### Exercise objective
Reproduce the listing that follows with no differences at all.

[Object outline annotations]

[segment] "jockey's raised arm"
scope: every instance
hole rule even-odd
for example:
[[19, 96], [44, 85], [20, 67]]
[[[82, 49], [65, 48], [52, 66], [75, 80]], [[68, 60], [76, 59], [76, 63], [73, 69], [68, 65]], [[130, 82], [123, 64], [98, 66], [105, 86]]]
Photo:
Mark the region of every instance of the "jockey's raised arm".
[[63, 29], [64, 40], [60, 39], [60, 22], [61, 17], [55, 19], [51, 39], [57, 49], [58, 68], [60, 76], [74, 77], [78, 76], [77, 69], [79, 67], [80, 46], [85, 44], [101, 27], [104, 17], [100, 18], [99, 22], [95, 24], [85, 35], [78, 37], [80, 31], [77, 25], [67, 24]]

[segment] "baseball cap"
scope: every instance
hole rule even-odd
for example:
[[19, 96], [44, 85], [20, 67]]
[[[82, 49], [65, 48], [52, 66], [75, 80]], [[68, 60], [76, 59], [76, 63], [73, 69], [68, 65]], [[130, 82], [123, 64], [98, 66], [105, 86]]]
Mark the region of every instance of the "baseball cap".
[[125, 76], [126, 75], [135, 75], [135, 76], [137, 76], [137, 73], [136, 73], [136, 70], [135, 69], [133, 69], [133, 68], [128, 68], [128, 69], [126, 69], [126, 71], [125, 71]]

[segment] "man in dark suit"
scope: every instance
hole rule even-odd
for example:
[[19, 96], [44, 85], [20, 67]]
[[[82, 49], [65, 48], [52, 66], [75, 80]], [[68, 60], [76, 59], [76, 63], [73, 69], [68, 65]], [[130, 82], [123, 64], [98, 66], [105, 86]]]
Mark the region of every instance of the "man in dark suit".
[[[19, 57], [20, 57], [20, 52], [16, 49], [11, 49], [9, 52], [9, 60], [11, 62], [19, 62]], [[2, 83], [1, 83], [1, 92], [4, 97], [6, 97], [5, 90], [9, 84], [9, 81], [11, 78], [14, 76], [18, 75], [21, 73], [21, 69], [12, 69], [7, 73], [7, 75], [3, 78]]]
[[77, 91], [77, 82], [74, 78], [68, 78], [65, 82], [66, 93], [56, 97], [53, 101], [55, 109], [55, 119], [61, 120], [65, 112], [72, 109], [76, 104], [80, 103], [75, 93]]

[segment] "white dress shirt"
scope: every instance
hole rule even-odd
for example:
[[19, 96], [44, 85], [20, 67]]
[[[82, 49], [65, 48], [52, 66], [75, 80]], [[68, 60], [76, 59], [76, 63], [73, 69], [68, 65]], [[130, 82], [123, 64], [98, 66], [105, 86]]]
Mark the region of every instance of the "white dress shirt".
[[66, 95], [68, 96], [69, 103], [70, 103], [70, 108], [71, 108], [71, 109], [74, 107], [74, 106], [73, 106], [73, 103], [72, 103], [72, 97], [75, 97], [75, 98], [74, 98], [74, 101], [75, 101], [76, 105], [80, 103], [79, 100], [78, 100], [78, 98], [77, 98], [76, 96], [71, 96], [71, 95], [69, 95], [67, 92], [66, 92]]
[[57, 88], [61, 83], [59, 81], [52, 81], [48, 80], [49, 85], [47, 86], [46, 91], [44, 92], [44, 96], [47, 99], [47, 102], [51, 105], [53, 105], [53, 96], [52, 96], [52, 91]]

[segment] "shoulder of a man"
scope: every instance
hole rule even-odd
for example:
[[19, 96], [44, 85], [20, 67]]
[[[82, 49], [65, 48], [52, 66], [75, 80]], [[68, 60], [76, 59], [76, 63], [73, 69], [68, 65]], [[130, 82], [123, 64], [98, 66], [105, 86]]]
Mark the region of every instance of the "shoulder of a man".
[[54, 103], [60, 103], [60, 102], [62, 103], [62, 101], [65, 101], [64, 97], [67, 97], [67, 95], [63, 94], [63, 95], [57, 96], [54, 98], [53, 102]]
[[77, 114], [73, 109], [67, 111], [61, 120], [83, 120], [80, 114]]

### Reply
[segment] "jockey's raised arm"
scope: every instance
hole rule even-odd
for example:
[[19, 96], [44, 85], [20, 67]]
[[[82, 49], [65, 48], [52, 66], [75, 80]], [[68, 60], [76, 59], [76, 63], [73, 69], [68, 65]], [[130, 82], [123, 64], [98, 66], [105, 86]]]
Photo:
Mark the region of every instance of the "jockey's raised arm".
[[63, 29], [64, 40], [60, 39], [60, 22], [61, 17], [55, 19], [51, 39], [57, 49], [58, 68], [60, 76], [74, 77], [78, 76], [77, 69], [79, 67], [80, 46], [85, 44], [101, 27], [104, 17], [100, 18], [99, 22], [95, 24], [85, 35], [78, 37], [80, 31], [77, 25], [67, 24]]

[segment] "baseball cap"
scope: every instance
hole rule even-odd
for example:
[[19, 96], [44, 85], [20, 67]]
[[[82, 49], [65, 48], [52, 66], [75, 80]], [[68, 60], [76, 59], [76, 63], [73, 69], [68, 65]], [[130, 82], [123, 64], [98, 66], [105, 86]]]
Mark the region of every instance of the "baseball cap".
[[125, 76], [126, 75], [135, 75], [135, 76], [137, 76], [137, 73], [136, 73], [136, 70], [135, 69], [133, 69], [133, 68], [128, 68], [128, 69], [126, 69], [126, 71], [125, 71]]

[segment] "man in dark suit"
scope: every instance
hole rule even-odd
for example:
[[19, 96], [44, 85], [20, 67]]
[[[82, 49], [65, 48], [52, 66], [75, 80]], [[68, 60], [76, 59], [76, 63], [73, 69], [68, 65]], [[130, 82], [123, 64], [98, 66], [105, 86]]]
Mark the region of every instance of the "man in dark suit".
[[[19, 57], [20, 57], [20, 52], [16, 49], [11, 49], [9, 52], [9, 60], [11, 62], [19, 62]], [[2, 83], [1, 83], [1, 92], [4, 97], [6, 97], [5, 90], [9, 84], [9, 81], [11, 78], [14, 76], [18, 75], [21, 73], [21, 69], [12, 69], [7, 73], [7, 75], [3, 78]]]
[[77, 91], [77, 82], [74, 78], [68, 78], [65, 82], [66, 93], [56, 97], [53, 101], [55, 109], [55, 119], [61, 120], [65, 112], [72, 109], [76, 104], [80, 103], [75, 93]]

[segment] "white dress shirt"
scope: every instance
hole rule even-odd
for example:
[[19, 96], [44, 85], [20, 67]]
[[[82, 49], [65, 48], [52, 66], [75, 80]], [[68, 60], [76, 59], [76, 63], [73, 69], [68, 65]], [[130, 82], [123, 64], [98, 66], [105, 86]]]
Mark the region of every instance of the "white dress shirt".
[[66, 95], [68, 96], [69, 103], [70, 103], [70, 108], [71, 108], [71, 109], [74, 107], [74, 106], [73, 106], [73, 103], [72, 103], [72, 97], [75, 97], [75, 98], [74, 98], [74, 101], [75, 101], [76, 105], [80, 103], [79, 100], [78, 100], [78, 98], [77, 98], [76, 96], [71, 96], [71, 95], [69, 95], [67, 92], [66, 92]]
[[57, 88], [61, 83], [59, 81], [52, 81], [48, 80], [49, 85], [47, 86], [46, 91], [44, 92], [44, 96], [47, 99], [47, 102], [51, 105], [53, 105], [53, 96], [52, 96], [52, 91]]

[segment] "shoulder of a man"
scope: every instance
hole rule even-odd
for example:
[[19, 96], [44, 85], [20, 67]]
[[[82, 49], [65, 48], [52, 66], [75, 80]], [[68, 60], [76, 59], [76, 63], [73, 69], [68, 65]], [[130, 82], [123, 64], [98, 66], [105, 86]]]
Mark the region of every instance of the "shoulder of a man".
[[54, 103], [60, 103], [60, 102], [62, 103], [62, 101], [65, 101], [64, 97], [67, 97], [67, 95], [63, 94], [63, 95], [57, 96], [54, 98], [53, 102]]
[[77, 114], [73, 109], [67, 111], [61, 120], [83, 120], [80, 114]]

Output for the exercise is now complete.